GIVEN PASSAGE —
[start]

UCSC Lab 17
Poli 101
LAB 17
Multiple Regression
PURPOSE
 To learn how to perform and interpret multiple regression analysis.
 To understand the meaning and use of Beta.
 To learn about different regression procedures.
MAIN POINTS
Multiple Regression
 Regression analysis can be performed with more than one independent variable. Regression involving two or more independent variables is called multiple regression.
 Hence, the multiple regression equation takes the form:
 Y = A + b_{1}x_{1} + b_{2}x_{2} +b_{3}x_{3} … + b_{n}x_{n}
 Dependent Variable = Constant + (Coefficient_{1} X Independent Variable_{1}) + (Coefficient_{2} X Independent Variable_{2}) + (Coefficient_{3} X Independent Variable_{3}) + … etc.
 Y is the predicted value of the dependent variable given the values of the independent variables (X_{1}, X_{2,} X_{3}…etc.).
 What is unique about multiple regression is that for each of the independent variables, the analysis controls for the effect of the other independent variables. This means that the effect of any independent variable is estimated apart from the effect of all the other independent variables. In this way, it accomplishes the same sort of controlled comparisons as control tables.
 Interpretation of the unstandardized coefficients (b) is much as it is in bivariate regression, i.e., a unit of change in the independent variable affects the dependent variable by a factor indicated by the regression coefficient (b). Only in this case it does so while controlling for the effects of the other independent variables.
 The R^{2} value for regression is similar to the r^{2} in bivariate regression. The R^{2} for multiple regression indicates the proportion of variation in the dependent variable explained collectively by the set of independent variables taken. R^{2} increases with each independent variable added to the regression model, even when the added variables have no effect on the dependent variable. Therefore we use an Adjusted R^{2 }that corrects for this artificial inflation of R^{2} in multiple regression models .

[end]

WRITTEN TASK A — According to the multiple regression lab, what does the Adjusted R² correct for?
WRITTEN TASK B — Resume the multiple regression lab after its last sentence, keeping its textbook style.
The listing after this point comes from an unrelated source.

ROWS —

[start]

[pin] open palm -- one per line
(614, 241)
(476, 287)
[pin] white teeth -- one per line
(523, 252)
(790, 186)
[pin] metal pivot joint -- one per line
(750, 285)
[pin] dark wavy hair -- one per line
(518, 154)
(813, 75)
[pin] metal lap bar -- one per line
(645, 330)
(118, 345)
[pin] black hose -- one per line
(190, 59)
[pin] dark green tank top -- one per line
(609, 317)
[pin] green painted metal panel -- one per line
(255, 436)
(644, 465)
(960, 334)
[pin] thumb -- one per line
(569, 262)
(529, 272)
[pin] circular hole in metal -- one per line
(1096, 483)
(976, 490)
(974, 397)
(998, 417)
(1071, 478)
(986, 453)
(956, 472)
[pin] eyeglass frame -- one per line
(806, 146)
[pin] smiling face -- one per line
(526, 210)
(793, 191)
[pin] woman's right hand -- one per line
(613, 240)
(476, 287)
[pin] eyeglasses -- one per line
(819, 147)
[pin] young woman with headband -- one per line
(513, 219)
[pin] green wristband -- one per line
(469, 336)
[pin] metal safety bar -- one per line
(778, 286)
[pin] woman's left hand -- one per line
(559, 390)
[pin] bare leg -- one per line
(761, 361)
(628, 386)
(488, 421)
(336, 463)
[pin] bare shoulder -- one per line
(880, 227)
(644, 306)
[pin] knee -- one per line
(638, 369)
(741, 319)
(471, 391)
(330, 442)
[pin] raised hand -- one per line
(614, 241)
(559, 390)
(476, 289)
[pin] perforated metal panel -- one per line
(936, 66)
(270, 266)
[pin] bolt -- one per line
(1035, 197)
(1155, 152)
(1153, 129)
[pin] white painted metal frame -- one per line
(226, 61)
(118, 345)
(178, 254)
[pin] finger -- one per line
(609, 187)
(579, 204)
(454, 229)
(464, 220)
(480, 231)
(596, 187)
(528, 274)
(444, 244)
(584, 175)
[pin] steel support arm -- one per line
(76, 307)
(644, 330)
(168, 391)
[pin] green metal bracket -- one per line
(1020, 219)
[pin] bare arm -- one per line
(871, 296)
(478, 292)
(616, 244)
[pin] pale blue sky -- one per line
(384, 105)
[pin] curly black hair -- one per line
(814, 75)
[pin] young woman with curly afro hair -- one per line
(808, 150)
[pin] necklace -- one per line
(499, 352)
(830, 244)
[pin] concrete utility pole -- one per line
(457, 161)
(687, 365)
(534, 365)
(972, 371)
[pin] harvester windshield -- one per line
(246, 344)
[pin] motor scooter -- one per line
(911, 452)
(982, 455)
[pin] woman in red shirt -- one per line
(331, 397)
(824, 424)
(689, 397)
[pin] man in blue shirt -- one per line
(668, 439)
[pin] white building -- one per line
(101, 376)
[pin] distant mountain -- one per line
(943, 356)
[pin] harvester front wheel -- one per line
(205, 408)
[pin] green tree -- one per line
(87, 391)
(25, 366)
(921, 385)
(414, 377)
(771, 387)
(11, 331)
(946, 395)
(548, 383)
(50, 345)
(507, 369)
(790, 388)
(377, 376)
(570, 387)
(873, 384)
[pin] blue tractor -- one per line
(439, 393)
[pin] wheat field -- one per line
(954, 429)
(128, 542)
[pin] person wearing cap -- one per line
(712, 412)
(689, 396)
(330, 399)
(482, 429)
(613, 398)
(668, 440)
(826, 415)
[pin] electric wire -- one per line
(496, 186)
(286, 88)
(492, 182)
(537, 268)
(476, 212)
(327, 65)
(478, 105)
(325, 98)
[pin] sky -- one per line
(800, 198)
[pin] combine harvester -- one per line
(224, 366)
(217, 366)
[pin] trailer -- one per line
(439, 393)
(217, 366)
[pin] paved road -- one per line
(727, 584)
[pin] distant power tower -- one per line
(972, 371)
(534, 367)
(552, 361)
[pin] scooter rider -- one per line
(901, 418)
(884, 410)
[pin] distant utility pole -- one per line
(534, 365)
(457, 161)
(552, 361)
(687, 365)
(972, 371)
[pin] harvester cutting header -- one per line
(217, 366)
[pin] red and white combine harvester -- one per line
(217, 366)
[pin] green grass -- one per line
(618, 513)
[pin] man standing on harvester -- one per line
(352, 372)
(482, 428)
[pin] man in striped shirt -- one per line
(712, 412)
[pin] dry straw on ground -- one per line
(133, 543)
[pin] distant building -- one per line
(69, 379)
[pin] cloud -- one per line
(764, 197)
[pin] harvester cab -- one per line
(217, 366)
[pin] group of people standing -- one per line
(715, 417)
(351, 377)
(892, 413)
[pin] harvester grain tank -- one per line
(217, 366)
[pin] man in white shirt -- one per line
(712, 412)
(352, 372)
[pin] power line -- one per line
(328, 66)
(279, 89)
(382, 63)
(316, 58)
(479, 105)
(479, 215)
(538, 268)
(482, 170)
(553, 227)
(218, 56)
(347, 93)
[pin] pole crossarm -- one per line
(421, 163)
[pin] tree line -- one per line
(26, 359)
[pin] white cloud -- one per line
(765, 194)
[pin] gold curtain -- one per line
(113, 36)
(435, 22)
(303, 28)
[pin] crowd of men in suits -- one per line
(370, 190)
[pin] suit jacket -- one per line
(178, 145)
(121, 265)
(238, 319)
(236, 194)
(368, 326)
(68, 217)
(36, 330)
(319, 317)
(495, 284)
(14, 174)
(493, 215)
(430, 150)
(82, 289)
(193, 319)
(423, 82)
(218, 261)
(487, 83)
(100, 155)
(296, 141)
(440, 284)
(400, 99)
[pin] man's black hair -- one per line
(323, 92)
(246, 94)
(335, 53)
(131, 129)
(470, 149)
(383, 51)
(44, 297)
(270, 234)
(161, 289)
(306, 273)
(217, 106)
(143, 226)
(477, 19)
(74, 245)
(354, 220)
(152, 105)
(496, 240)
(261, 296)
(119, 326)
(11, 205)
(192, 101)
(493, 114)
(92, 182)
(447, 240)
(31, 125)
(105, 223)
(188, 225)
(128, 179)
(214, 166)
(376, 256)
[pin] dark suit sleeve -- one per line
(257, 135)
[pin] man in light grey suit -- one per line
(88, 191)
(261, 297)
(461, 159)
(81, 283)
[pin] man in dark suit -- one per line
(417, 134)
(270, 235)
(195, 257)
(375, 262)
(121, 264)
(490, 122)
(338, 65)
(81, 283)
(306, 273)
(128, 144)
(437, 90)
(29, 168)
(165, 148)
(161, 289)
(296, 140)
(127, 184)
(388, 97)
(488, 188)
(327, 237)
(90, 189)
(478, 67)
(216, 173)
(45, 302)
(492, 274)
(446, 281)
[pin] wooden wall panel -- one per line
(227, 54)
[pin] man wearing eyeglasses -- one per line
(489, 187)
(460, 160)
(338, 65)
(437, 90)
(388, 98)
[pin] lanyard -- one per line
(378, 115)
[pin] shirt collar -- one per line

[end]

WRITTEN ANSWER A — It corrects for the artificial inflation of R² in multiple regression models.

WRITTEN ANSWER B —
b & Beta
 The relative size of two b values is not necessarily a good indication of which independent variable is a better predictor of the dependent variable since the magnitude of b depends on its particular units of measurement. We can often make better comparisons among independent variables by standardizing the variables. This is done by converting the values of an independent variable into units of standard deviation from its mean.
 Beta is the standardized version of b. It indicates the effect that one standard deviation unit change in the independent variable has on the dependent variable (also measured in standard deviation units). The use of Beta coefficients facilitates comparisons among independent variables since they are all expressed in standardized units.
 Values of b and Beta are both calculated in a multiple regression analysis. Values of b are used in formulating a multiple regression equation. However, b values do not have a common benchmark for comparison since the b values depend on how the variables are coded.
 Betas from the same multiple regression analysis can be readily compared to one another. The higher the Beta value, the stronger the relationship the respective independent variable has with the dependent variable.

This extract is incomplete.